_Work instruction_: Filter these entries down to lines holding "blonde".

_Record excerpts_:
__________________________________________________

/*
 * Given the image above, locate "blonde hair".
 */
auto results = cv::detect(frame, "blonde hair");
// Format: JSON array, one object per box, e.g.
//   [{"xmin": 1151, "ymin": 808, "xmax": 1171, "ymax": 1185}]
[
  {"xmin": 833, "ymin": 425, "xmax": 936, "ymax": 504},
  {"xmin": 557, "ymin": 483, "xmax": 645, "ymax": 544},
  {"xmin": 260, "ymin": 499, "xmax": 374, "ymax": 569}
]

__________________________________________________

_Problem solution_:
 * Given the image above, locate "blonde hair".
auto results = cv::detect(frame, "blonde hair");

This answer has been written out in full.